JOB A - Translate into Spanish this sentence from the review of Classical Apologetics: "They do not indicate who wrote which sections of the book."
JOB B - From the review of Classical Apologetics, write out the passage starting with "[Response to Gerstner" and going on through "Graduate School.".

PA061Presbyterian Journal 44:32 (Dec. 4, 1985)
[Response to Gerstner & Sproul in defense of Van Til],
© Covenant
Media Foundation.
A Critique of "Classical Apologetics"
By
Dr. Greg Bahnsen
Classical Apologetics, by R. C. Sproul,
John Gerstner, and Arthur Lindsley, Zondervan Publishing, Grand Rapids, Mich.
1984, 364 pp., $12.95 (paper). Reviewed by Dr. Greg L. Bahnsen, pastor,
Covenant Community Church (OPC), Placentia, Calif. and Dean of the Newport
Graduate School.
Intellectual respect for Biblically-defined
Christian faith is not prevalent in this age. For that reason alone Reformed
Christians should readily welcome any honest effort to clarify and strengthen
our method of defending the faith, as this book aims to do. We need each
other's help in more faithfully practicing the common task of defending the
Word of our common Lord.
All three authors of this particular effort in
apologetics are associated with the Ligonier Valley Study Center. They do not
indicate who wrote which sections of the book. Each author advocates Reformed
Christianity, and that perks our interest in their opinions on apologetical
method. Since that issue is so tied to heavy questions in the theory of
knowledge, however, it is also relevant that none of the authors has an
advanced degree in philosophy (and only Gerstner has an earned doctorate at all
- in church history).
The authors should be enthusiastically applauded
for insisting that Christian faith is capable of a reasoned defense. They will
not compromise an inch with the destructive idea that heartfelt faith is
without intellectual reasons - or the idea that to be irrational is a religious
virtue. They maintain that God commands believers to reason with unbelievers,
not simply proclaim that they must make a groundless, subjective choice. This
is a sorely needed emphasis today. We could not agree with it more. On their
chosen method of reasoning in defense of Christianity, though, we must
agree much less. We must find it, actually, contrary to good reasoning.
About half of the text of Classical
Apologetics is given to promoting and practicing natural theology, and
about half is given to opposing the presuppositional method as found
specifically in Cornelius Van Til's apologetic. As the book's subtitle
indicates, it purports to be "A Rational Defense of the Christian Faith
and a Critique of Presuppositional Apologetics." In the end it succeeds at
neither.
The book opens by identifying the object of its
apologetical concern: namely, "The Crisis of Secularism" (chap. 1).
The central axiom of secularism - and key challenge to Christianity in our day
- is the view that "All possible knowledge is restricted to the
temporal" (p. 7). The book's primary, self-defined task is, therefore, to
refute that view. But it does nothing like that. In fact, the question is not
even raised again in this form.
The authors rather try to deal with it by proving
the existence of "God." But given secularism's axiom, this is futile.
The only things we can know - and hence prove - are temporal in character.

ITEMS -
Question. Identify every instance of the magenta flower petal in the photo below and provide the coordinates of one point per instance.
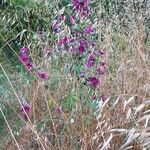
(81, 47)
(26, 108)
(94, 82)
(101, 70)
(90, 61)
(24, 49)
(63, 41)
(101, 52)
(23, 58)
(42, 74)
(58, 109)
(72, 20)
(89, 29)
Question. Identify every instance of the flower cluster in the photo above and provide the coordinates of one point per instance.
(26, 108)
(81, 6)
(24, 58)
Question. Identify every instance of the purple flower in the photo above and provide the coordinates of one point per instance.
(82, 74)
(101, 52)
(24, 49)
(90, 61)
(94, 97)
(29, 66)
(23, 57)
(58, 109)
(55, 26)
(89, 29)
(103, 98)
(25, 110)
(79, 5)
(103, 63)
(94, 82)
(81, 47)
(101, 70)
(72, 20)
(42, 74)
(62, 17)
(63, 41)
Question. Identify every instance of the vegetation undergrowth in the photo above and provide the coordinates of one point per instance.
(74, 74)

ANSWER A - No indican quién escribió qué secciones del libro.

ANSWER B -
[Response to Gerstner & Sproul in defense of Van Til],
© Covenant
Media Foundation.
A Critique of "Classical Apologetics"
By
Dr. Greg Bahnsen
Classical Apologetics, by R. C. Sproul,
John Gerstner, and Arthur Lindsley, Zondervan Publishing, Grand Rapids, Mich.
1984, 364 pp., $12.95 (paper). Reviewed by Dr. Greg L. Bahnsen, pastor,
Covenant Community Church (OPC), Placentia, Calif. and Dean of the Newport
Graduate School.